▶ _TASK SET_:
a) Echo, word for word, the stretch of the blood pressure news release from "Release Date: May" through "today (May 4).".
b) In the blood pressure news release, list the things for which the advisory makes systolic blood pressure "the major criterion."
c) Pick up the blood pressure news release after its last sentence and carry it on.

Release Date: May 4, 2000 This content is archived.
BUFFALO, N.Y. -- Systolic blood pressure, the first -- or higher -- number in a blood-pressure reading, is the important factor in determining whether a person has hypertension, experts state in a new National Institutes of Health-sponsored clinical advisory statement released today (May 4).
Traditionally, diastolic blood pressure, the second or lower number, was thought to be more important.
Joseph Izzo, M.D., professor of medicine and pharmacology at the University at Buffalo and vice chair of research for the university's Department of Medicine, is the primary author of the advisory, which appears in the May issue of Hypertension.
The document was developed by the coordinating committee of the National High Blood Pressure Education Program, which is part of the National Heart, Lung and Blood Institute.
Making systolic blood pressure the major criterion for diagnosis, staging and therapeutic management of hypertension, particularly in middle-aged and older Americans, represents "a major paradigm shift," the advisory states. It also calls for more vigorous control efforts and for abolishing the use of age-adjusted blood-pressure targets.
"This shift affects 25 million people in the United States whose lives can be improved by the change," Izzo said.
Specifically, the new recommendations are:
• Systolic blood pressure should become the principal clinical endpoint for detection, evaluation and treatment of hypertension, especially in middle-aged and older Americans
• Blood pressure should be maintained below 140/90 mmHg throughout one's lifetime; above this level, early therapy is essential to protect against organ damage.

▶ _DATASET EXCERPTS_:
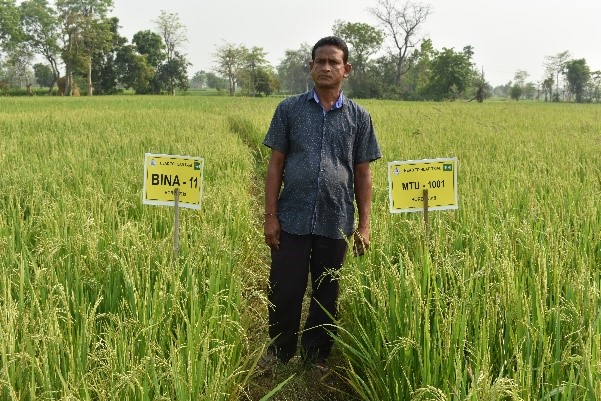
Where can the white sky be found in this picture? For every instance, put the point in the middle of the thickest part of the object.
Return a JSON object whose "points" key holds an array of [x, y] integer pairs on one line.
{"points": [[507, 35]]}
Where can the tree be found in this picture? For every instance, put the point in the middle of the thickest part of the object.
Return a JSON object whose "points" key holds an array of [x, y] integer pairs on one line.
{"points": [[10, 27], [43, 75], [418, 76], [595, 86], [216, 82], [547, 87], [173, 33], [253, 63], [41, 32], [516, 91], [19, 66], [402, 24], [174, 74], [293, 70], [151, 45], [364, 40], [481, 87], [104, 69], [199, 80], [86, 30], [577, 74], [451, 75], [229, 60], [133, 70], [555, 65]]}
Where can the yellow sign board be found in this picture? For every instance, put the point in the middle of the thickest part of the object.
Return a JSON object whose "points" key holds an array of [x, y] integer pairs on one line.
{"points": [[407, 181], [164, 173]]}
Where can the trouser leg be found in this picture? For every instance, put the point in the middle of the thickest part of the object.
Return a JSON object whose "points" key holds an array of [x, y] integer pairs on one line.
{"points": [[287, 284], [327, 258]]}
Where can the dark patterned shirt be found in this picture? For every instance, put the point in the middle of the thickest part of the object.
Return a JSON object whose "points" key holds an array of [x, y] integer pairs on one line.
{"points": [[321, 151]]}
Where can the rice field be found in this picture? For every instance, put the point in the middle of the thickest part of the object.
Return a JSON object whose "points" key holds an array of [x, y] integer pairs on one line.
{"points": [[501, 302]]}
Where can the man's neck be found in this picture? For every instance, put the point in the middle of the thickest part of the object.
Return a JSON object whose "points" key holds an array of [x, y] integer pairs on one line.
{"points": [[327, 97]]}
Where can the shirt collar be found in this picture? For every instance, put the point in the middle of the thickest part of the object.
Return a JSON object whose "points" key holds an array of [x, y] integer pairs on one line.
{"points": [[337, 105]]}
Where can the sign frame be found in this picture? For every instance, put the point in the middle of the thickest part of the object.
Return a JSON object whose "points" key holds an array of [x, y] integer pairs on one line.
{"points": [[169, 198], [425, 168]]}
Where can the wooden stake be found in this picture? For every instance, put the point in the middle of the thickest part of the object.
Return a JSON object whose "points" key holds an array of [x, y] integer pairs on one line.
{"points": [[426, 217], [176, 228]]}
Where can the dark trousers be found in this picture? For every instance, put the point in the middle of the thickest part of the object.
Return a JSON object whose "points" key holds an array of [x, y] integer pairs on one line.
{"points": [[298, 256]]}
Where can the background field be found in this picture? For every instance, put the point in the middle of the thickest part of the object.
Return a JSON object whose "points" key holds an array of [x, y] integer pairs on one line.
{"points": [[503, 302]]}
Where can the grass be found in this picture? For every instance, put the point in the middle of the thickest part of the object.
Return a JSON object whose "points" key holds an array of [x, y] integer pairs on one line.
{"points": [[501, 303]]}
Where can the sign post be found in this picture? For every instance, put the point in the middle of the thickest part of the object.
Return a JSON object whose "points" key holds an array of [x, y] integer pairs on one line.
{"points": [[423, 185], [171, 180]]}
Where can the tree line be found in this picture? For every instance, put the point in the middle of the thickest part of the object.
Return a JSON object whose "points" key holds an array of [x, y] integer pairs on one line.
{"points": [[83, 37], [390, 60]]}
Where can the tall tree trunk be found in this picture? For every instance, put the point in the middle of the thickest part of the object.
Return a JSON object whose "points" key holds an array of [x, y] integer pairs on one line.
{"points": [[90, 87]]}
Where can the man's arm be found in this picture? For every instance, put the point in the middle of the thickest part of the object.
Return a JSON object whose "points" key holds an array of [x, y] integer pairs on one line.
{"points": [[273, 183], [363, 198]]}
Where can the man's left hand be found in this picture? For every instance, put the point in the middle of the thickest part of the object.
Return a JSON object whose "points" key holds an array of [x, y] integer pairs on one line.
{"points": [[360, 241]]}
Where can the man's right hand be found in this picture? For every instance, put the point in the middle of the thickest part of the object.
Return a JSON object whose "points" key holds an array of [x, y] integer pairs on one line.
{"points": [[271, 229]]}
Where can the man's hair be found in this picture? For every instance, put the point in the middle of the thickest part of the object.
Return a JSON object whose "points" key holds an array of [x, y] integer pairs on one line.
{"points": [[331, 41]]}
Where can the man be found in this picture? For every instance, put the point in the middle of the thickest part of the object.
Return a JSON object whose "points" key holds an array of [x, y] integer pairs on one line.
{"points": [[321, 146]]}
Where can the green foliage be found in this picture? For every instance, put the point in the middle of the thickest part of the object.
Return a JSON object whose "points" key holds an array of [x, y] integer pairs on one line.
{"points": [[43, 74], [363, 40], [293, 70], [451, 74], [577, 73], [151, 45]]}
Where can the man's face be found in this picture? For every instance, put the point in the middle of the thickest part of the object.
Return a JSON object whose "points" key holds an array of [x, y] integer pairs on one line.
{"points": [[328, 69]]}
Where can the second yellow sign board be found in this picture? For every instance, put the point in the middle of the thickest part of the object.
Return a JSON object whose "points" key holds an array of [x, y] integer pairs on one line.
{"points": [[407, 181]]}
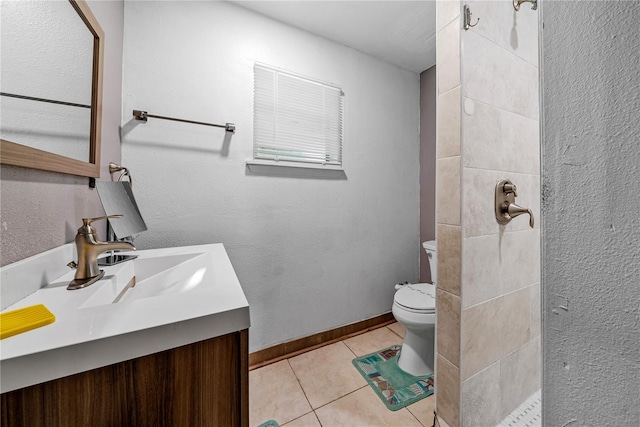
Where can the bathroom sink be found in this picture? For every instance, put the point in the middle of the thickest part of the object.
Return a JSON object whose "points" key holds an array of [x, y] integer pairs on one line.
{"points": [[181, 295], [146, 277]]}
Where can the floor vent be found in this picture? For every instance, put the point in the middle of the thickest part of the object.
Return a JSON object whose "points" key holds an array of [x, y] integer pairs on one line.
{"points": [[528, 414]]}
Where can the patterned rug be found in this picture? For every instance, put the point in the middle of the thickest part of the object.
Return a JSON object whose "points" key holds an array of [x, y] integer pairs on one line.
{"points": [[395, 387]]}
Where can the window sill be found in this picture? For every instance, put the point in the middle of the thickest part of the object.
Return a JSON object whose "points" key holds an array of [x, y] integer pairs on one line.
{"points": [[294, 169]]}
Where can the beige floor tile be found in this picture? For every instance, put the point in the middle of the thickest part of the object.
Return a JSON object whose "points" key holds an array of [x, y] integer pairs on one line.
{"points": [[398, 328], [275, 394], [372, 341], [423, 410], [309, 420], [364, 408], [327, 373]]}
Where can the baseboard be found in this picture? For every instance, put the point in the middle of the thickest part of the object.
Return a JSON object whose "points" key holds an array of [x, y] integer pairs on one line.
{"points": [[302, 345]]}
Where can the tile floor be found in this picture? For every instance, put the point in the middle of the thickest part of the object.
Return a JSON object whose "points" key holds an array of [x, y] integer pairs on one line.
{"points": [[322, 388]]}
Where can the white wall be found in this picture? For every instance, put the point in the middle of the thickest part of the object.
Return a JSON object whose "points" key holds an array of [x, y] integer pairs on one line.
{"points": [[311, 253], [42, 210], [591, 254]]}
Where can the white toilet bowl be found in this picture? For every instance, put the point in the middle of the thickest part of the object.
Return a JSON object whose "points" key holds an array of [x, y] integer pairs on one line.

▶ _RESULTS FOR EACH TASK_:
a)
Release Date: May 4, 2000 This content is archived.
BUFFALO, N.Y. -- Systolic blood pressure, the first -- or higher -- number in a blood-pressure reading, is the important factor in determining whether a person has hypertension, experts state in a new National Institutes of Health-sponsored clinical advisory statement released today (May 4).

b) diagnosis, staging, therapeutic management of hypertension

c)
• More stringent blood-pressure control is necessary in persons with high-risk conditions: hypertensive patients with diabetes should keep their blood below 135/85 mmHg and persons with renal or heart failure should reduce their blood pressure to the lowest level possible.
• Age-adjusted blood-pressure targets are inappropriate, including the unsubstantiated but persistent clinical folklore that "100-+-your-age" is an acceptable systolic blood-pressure level.
Systolic blood pressure represents the maximum force exerted by the heart against the blood vessels during the heart's pumping phase. Diastolic pressure is the resting pressure during the heart's relaxation phase. The defining systolic number is 140: A higher measurement indicates a need for blood-pressure reduction through drugs or lifestyle change.
Izzo said much evidence points to systolic pressure as the critical factor in determining the risk of heart disease. "For example, systolic hypertension is the most prevalent risk factor in heart failure, stroke and kidney failure. It is clear that lowering systolic pressure is associated with better outcomes in cardiovascular and renal disease.
"Systolic hypertension interacts with other major risk factors, such as high cholesterol and diabetes, which also increase with age, to amplify the age-related risk of cardiovascular events."
Isolated systolic hypertension is the most common form of hypertension and is present in about two-thirds of people over the age of 60 with diagnosed high blood pressure, he said. Isolated systolic hypertension is defined as systolic pressure at or above 140 mm/Hg and diastolic under 90 mm/Hg.
Treating isolated systolic hypertension reduces the incidence of stroke, heart attack, heart failure and kidney failure, as well as reducing overall cardiovascular disease-related sickness and death.
Using diastolic blood pressure to define hypertension in persons middle-aged and older actually misrepresents the risk of potential heart problems, Izzo said. "Systolic blood pressure increases steadily with age in industrialized Western societies, whereas diastolic blood pressure increases until about age 55 and then declines. So in older persons, diastolic blood pressure is inversely related to cardiovascular risk."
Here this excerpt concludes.